REQUIREMENT: Copy out all of the material, matching it word for word.

Contour labeling items:
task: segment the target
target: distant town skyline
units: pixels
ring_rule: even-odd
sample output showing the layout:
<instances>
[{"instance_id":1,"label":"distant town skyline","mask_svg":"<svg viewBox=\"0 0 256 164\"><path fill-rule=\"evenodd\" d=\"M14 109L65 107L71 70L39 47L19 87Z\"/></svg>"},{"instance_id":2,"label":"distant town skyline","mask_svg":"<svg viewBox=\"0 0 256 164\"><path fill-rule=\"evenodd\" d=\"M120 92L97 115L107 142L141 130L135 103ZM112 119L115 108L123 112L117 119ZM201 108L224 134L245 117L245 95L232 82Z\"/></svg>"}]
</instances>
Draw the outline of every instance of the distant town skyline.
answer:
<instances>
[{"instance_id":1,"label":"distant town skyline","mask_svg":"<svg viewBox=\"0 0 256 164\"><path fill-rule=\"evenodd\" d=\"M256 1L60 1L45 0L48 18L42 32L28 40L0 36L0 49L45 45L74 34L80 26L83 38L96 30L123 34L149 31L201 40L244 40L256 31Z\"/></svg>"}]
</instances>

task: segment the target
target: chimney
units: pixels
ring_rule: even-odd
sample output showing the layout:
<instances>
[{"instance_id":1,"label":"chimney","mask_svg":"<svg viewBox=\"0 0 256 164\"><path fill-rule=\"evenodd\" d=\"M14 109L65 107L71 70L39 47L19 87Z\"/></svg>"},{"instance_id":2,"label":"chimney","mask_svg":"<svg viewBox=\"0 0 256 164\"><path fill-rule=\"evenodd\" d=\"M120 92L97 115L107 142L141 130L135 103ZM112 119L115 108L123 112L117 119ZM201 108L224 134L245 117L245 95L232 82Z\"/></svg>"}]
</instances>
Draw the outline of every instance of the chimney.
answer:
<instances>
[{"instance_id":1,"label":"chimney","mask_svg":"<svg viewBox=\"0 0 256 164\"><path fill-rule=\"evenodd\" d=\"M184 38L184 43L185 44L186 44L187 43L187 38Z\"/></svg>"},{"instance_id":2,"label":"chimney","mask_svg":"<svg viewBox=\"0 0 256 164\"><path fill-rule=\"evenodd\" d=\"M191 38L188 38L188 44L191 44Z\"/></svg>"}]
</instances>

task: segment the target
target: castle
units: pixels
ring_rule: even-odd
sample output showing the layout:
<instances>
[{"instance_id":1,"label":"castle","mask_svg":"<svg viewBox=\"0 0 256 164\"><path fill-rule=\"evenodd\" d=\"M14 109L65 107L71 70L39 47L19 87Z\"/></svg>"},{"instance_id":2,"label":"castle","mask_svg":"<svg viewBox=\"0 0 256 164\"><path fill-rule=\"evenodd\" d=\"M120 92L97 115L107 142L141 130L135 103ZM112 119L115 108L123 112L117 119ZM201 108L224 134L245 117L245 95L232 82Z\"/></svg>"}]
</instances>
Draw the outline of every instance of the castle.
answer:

RESULT:
task: segment the target
target: distant town skyline
units: pixels
ring_rule: even-odd
sample output showing the layout:
<instances>
[{"instance_id":1,"label":"distant town skyline","mask_svg":"<svg viewBox=\"0 0 256 164\"><path fill-rule=\"evenodd\" d=\"M14 109L65 107L71 70L39 47L19 87Z\"/></svg>"},{"instance_id":2,"label":"distant town skyline","mask_svg":"<svg viewBox=\"0 0 256 164\"><path fill-rule=\"evenodd\" d=\"M120 92L97 115L107 142L141 130L135 103ZM112 119L115 108L123 112L117 119ZM201 108L224 134L245 117L245 95L232 82Z\"/></svg>"}]
</instances>
Draw the outline of every instance of the distant town skyline.
answer:
<instances>
[{"instance_id":1,"label":"distant town skyline","mask_svg":"<svg viewBox=\"0 0 256 164\"><path fill-rule=\"evenodd\" d=\"M256 1L60 1L45 0L48 18L42 32L28 40L0 36L0 49L45 45L74 34L80 26L83 38L96 30L123 34L149 31L201 40L244 40L256 31Z\"/></svg>"}]
</instances>

task: segment the target
target: chimney
units: pixels
ring_rule: even-odd
sample output showing the layout:
<instances>
[{"instance_id":1,"label":"chimney","mask_svg":"<svg viewBox=\"0 0 256 164\"><path fill-rule=\"evenodd\" d=\"M14 109L65 107L71 70L39 47L19 87Z\"/></svg>"},{"instance_id":2,"label":"chimney","mask_svg":"<svg viewBox=\"0 0 256 164\"><path fill-rule=\"evenodd\" d=\"M120 92L97 115L107 142L141 130L135 103ZM112 119L115 108L123 112L117 119ZM201 108L224 134L245 117L245 95L232 82Z\"/></svg>"}]
</instances>
Draw the outline of every instance of the chimney.
answer:
<instances>
[{"instance_id":1,"label":"chimney","mask_svg":"<svg viewBox=\"0 0 256 164\"><path fill-rule=\"evenodd\" d=\"M184 38L184 43L185 44L186 44L187 43L187 38Z\"/></svg>"},{"instance_id":2,"label":"chimney","mask_svg":"<svg viewBox=\"0 0 256 164\"><path fill-rule=\"evenodd\" d=\"M191 38L188 38L188 44L191 44Z\"/></svg>"}]
</instances>

task: segment the target
target: castle
units: pixels
ring_rule: even-odd
sample output showing the layout:
<instances>
[{"instance_id":1,"label":"castle","mask_svg":"<svg viewBox=\"0 0 256 164\"><path fill-rule=\"evenodd\" d=\"M14 109L65 107L71 70L39 47L19 87Z\"/></svg>"},{"instance_id":2,"label":"castle","mask_svg":"<svg viewBox=\"0 0 256 164\"><path fill-rule=\"evenodd\" d=\"M120 92L97 115L107 142L141 130L135 103ZM112 119L115 108L123 112L117 119ZM201 108L224 134L245 117L245 95L232 82Z\"/></svg>"}]
</instances>
Draw the outline of every instance of the castle.
answer:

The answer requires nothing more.